> **Recorded information**:
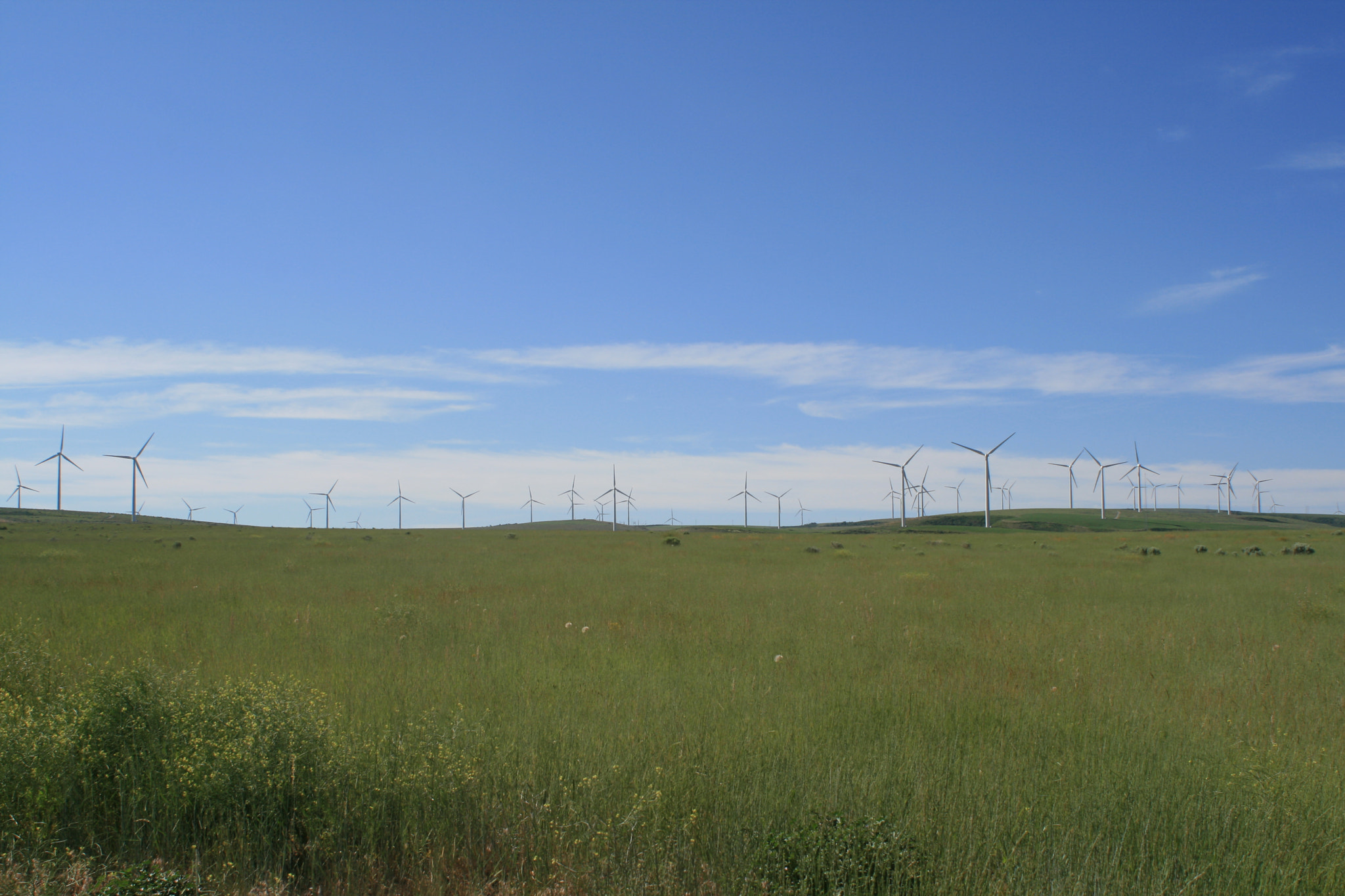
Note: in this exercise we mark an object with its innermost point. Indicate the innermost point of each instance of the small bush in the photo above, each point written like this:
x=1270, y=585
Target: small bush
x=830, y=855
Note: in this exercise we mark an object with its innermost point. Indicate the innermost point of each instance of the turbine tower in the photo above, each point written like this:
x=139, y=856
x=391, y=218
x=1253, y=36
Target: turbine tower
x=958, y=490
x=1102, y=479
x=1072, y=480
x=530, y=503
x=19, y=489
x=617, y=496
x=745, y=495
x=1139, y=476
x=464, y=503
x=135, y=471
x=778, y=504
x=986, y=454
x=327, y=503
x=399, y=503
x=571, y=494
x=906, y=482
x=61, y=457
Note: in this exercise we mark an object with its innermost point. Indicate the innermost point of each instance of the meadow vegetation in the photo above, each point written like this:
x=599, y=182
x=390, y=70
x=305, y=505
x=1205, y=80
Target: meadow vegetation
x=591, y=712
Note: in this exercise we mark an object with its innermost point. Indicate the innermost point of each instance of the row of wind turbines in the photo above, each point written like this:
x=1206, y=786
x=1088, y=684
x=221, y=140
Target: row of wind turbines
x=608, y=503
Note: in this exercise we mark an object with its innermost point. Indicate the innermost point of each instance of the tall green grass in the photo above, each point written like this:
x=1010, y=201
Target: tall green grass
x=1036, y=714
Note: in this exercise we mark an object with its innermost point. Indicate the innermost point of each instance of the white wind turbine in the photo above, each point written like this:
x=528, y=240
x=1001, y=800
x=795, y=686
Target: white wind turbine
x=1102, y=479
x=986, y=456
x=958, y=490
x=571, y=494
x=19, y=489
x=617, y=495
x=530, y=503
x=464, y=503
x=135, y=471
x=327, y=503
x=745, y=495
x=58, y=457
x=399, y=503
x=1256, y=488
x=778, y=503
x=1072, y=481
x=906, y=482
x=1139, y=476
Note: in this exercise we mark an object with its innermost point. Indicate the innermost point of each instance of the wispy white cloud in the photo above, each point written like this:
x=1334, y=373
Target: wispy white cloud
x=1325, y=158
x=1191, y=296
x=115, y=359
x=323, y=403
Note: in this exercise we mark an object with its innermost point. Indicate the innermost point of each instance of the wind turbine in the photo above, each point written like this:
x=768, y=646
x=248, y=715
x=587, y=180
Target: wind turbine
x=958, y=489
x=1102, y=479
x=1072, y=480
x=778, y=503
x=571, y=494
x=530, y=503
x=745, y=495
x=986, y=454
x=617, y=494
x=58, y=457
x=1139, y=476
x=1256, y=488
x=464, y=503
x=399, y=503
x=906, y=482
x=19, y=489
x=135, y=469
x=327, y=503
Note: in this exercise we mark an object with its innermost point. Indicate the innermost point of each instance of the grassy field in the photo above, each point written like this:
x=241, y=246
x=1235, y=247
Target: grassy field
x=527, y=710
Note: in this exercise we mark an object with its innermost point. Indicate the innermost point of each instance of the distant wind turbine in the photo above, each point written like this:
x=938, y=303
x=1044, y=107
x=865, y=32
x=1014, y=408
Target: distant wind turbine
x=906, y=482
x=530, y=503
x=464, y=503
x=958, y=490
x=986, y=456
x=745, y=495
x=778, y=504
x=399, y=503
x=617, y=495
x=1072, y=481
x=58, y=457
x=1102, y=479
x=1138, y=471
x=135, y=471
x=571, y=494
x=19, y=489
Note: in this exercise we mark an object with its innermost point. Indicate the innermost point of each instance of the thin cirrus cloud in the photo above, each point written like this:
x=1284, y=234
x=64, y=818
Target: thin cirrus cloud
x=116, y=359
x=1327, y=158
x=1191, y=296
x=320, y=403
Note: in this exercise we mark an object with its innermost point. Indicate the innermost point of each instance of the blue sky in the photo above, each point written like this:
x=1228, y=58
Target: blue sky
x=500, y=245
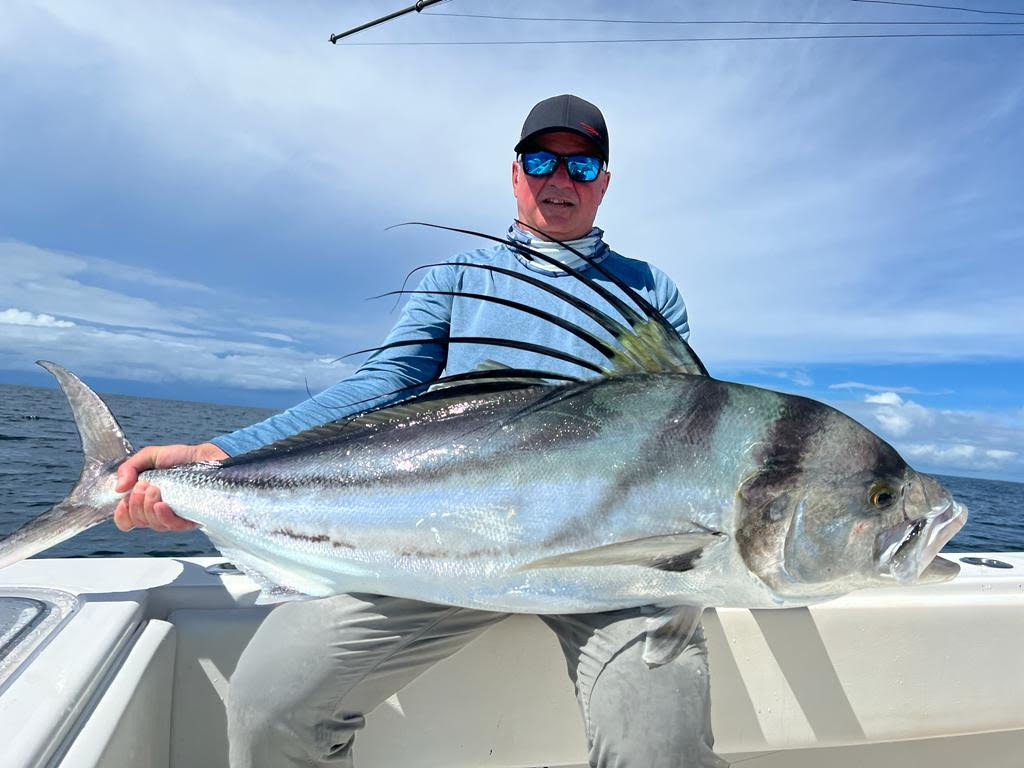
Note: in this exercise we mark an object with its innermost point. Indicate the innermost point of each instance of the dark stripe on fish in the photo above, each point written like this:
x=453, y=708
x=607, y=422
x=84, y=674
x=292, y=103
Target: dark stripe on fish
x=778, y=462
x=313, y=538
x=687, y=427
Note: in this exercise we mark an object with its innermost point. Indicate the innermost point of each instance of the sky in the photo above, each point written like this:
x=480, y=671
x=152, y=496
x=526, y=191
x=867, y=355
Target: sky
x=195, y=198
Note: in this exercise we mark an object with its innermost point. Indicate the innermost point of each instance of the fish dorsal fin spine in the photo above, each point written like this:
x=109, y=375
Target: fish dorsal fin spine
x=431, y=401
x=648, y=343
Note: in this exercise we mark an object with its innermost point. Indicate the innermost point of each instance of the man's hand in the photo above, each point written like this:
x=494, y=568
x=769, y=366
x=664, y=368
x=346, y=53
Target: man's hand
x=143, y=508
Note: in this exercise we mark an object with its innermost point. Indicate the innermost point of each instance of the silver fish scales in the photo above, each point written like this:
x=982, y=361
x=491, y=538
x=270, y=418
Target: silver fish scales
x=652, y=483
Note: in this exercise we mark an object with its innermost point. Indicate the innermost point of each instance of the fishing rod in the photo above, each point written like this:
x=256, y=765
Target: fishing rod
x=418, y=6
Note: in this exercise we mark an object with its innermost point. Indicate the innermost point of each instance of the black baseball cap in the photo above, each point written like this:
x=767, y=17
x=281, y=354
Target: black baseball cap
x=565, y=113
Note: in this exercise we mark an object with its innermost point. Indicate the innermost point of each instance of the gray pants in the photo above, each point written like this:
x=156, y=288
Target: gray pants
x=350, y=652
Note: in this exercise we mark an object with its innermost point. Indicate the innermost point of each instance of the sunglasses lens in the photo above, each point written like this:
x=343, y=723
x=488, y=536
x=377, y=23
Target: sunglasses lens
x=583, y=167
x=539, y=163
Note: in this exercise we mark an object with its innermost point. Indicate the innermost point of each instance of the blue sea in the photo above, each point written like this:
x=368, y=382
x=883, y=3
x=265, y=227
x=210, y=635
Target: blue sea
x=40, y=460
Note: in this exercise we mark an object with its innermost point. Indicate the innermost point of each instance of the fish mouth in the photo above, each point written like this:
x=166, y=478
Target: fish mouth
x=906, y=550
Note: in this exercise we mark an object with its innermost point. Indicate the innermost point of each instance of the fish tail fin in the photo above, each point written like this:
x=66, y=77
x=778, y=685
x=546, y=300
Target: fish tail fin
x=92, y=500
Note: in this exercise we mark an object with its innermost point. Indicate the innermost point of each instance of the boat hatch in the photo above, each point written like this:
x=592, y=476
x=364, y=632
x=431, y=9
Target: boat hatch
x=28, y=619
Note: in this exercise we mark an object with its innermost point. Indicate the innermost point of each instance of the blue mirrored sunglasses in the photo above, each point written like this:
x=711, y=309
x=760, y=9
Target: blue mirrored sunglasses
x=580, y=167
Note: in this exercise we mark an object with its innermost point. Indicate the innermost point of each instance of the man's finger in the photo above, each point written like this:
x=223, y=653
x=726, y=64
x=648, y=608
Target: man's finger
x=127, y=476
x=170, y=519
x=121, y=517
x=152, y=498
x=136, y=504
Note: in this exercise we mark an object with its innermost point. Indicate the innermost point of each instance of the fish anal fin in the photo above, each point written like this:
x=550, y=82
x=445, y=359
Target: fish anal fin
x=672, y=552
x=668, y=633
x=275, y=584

> **Problem to solve**: Rewrite all of the data above, changing every "innermost point" to "central point" and keeping everything else the same. Leave out the pictures.

> **Exercise response**:
Note: in this exercise we mark an object with its central point. Indicate the central point of each instance of the small bush in the photo above, each point written like this:
x=1270, y=585
Target: small bush
x=830, y=855
Note: in this exercise we mark an object with its central point. Indicate the central point of each instance of the turbine tower in the photo above, each point written like this:
x=139, y=856
x=391, y=218
x=1253, y=36
Target: turbine tower
x=958, y=490
x=1102, y=479
x=1072, y=480
x=530, y=503
x=19, y=489
x=617, y=496
x=745, y=495
x=1139, y=476
x=464, y=503
x=135, y=471
x=778, y=504
x=986, y=454
x=327, y=503
x=399, y=503
x=571, y=494
x=906, y=482
x=61, y=457
Note: in this exercise we mark an object with its central point. Indicate the central point of each instance of the meadow vegetation in the photo above, each point written like this:
x=599, y=182
x=390, y=70
x=305, y=505
x=1205, y=80
Target: meadow vegetation
x=591, y=712
Note: in this exercise we mark an object with its central point. Indicate the central point of each instance of the row of wind turbines in the photo above, each point written like this:
x=1206, y=786
x=1088, y=684
x=221, y=140
Target: row of wind turbines
x=608, y=503
Note: in this exercise we mark an object with its central point. Indicate the central point of each instance of the tall green grass in the photo above, each point written like this:
x=1010, y=201
Target: tall green grass
x=1036, y=714
Note: in this exercise we mark an object with its central point. Indicate the central point of each instance of the white wind turbine in the photo above, each point written like this:
x=528, y=240
x=1001, y=800
x=795, y=686
Target: white wind turbine
x=1102, y=479
x=986, y=456
x=958, y=490
x=571, y=494
x=19, y=489
x=617, y=495
x=530, y=503
x=464, y=503
x=135, y=471
x=327, y=503
x=745, y=495
x=58, y=457
x=399, y=503
x=1256, y=488
x=778, y=503
x=1072, y=481
x=906, y=482
x=1139, y=476
Note: in this exercise we mark an object with its central point. Indicate the central point of each instance of the wispy white cloud in the photo above, each point written like this:
x=1334, y=373
Target: wispy white cloud
x=1325, y=158
x=1191, y=296
x=115, y=359
x=323, y=403
Note: in this exercise we mark an object with its central point. Indicate the central point of each instance of the wind turbine in the photo above, each point written like this:
x=768, y=646
x=248, y=715
x=587, y=180
Target: wind turbine
x=958, y=489
x=1102, y=479
x=1072, y=480
x=778, y=503
x=571, y=494
x=530, y=503
x=745, y=495
x=986, y=454
x=617, y=494
x=58, y=457
x=1139, y=476
x=1256, y=488
x=464, y=503
x=399, y=503
x=906, y=482
x=19, y=489
x=135, y=469
x=327, y=503
Note: in this exercise we mark an object with its central point. Indicate the central point of each instance of the grassy field in the photo above, each point written like this:
x=241, y=246
x=1235, y=247
Target: grassy field
x=527, y=710
Note: in this exercise we mark an object with its central point. Indicate the central point of each instance of the distant wind turbine in the photo above, each point written like this:
x=938, y=303
x=1044, y=107
x=865, y=32
x=1014, y=408
Target: distant wind turbine
x=906, y=482
x=530, y=503
x=464, y=503
x=958, y=490
x=986, y=456
x=745, y=495
x=778, y=504
x=399, y=503
x=617, y=495
x=1072, y=481
x=58, y=457
x=1102, y=479
x=1138, y=471
x=135, y=471
x=571, y=494
x=19, y=489
Note: in this exercise we mark an object with its central point. Indicate the central point of each instance of the thin cirrus cloud in the photo above, each point written like this:
x=1284, y=234
x=64, y=818
Target: thin cirrus cloud
x=116, y=359
x=1327, y=158
x=1191, y=296
x=320, y=403
Note: in this exercise we mark an object with its central point. Indicate the central point of each instance of the blue sky in the photo above, each point written like this:
x=1228, y=58
Target: blue sky
x=500, y=245
Note: in this exercise we mark an object with its central point. Indicate the central point of each instance of the dark stripe on fish in the photo above, each point written like this:
x=453, y=708
x=607, y=422
x=84, y=674
x=292, y=103
Target: dark stripe on fish
x=778, y=462
x=313, y=538
x=687, y=427
Note: in this exercise we mark an object with its central point. Indicate the central point of each instance of the sky in the photo above, each point written like this:
x=480, y=671
x=152, y=496
x=526, y=191
x=867, y=355
Target: sky
x=195, y=198
Note: in this exercise we mark an object with its central point. Indicate the central point of each instance of the fish dorsal fin spine in the photo above, each point written like this:
x=109, y=375
Target: fish dorsal fin spine
x=431, y=401
x=648, y=343
Note: in this exercise we mark an object with its central point. Indicate the central point of each instance of the man's hand in the photo above, each point written like this:
x=494, y=568
x=769, y=366
x=664, y=368
x=346, y=53
Target: man's hand
x=143, y=508
Note: in this exercise we mark an object with its central point. Indicate the central point of each instance of the silver fish scales in the photo above, each point written like this:
x=982, y=361
x=491, y=538
x=270, y=418
Target: silver fish scales
x=652, y=483
Note: in this exercise we mark an object with its central point. Indicate the central point of each instance of the fishing rod in the photo above, each point written like this:
x=256, y=765
Target: fishing rod
x=418, y=6
Note: in this exercise we mark an object with its central point. Indicate the central point of each instance of the black baseball cap in the photo above, each point written like this:
x=767, y=17
x=281, y=354
Target: black baseball cap
x=565, y=113
Note: in this exercise we mark an object with its central point. Indicate the central point of each instance of the gray pants in the photo above, each point written like this:
x=156, y=288
Target: gray pants
x=350, y=652
Note: in this exercise we mark an object with its central point. Indicate the central point of each instance of the sunglasses lens in the photo above, each point written like this:
x=343, y=723
x=488, y=536
x=377, y=23
Target: sunglasses lens
x=583, y=167
x=539, y=163
Note: in this exercise we mark an object with its central point. Indicate the central point of each instance of the blue sea in the photo above, each point written like this:
x=368, y=382
x=883, y=3
x=265, y=227
x=210, y=635
Target: blue sea
x=40, y=460
Note: in this exercise we mark an object with its central point. Indicate the central point of each instance of the fish mouth in the photo above, each point written like this:
x=166, y=478
Target: fish mouth
x=906, y=550
Note: in this exercise we mark an object with its central point. Indicate the central point of each instance of the fish tail fin in the photo above, each point written like this:
x=66, y=77
x=778, y=685
x=546, y=300
Target: fish tail fin
x=92, y=500
Note: in this exercise we mark an object with its central point. Indicate the central point of each instance of the boat hatch in the photo above, each point written like this:
x=592, y=476
x=364, y=632
x=431, y=9
Target: boat hatch
x=28, y=619
Note: in this exercise we mark an object with its central point. Indicate the central point of each instance of the blue mirrored sunglasses in the photo above, each point written like this:
x=711, y=309
x=760, y=9
Target: blue mirrored sunglasses
x=580, y=167
Note: in this exercise we mark an object with its central point. Indicate the central point of each instance of the man's finger in the photo above, each point written like this:
x=223, y=653
x=726, y=64
x=648, y=608
Target: man's finger
x=127, y=476
x=170, y=519
x=121, y=517
x=152, y=498
x=136, y=504
Note: in this exercise we mark an object with its central point. Indicate the central point of each instance of the fish anal fin in the photo above, each point written like this:
x=550, y=82
x=445, y=359
Target: fish anal fin
x=672, y=552
x=668, y=633
x=275, y=584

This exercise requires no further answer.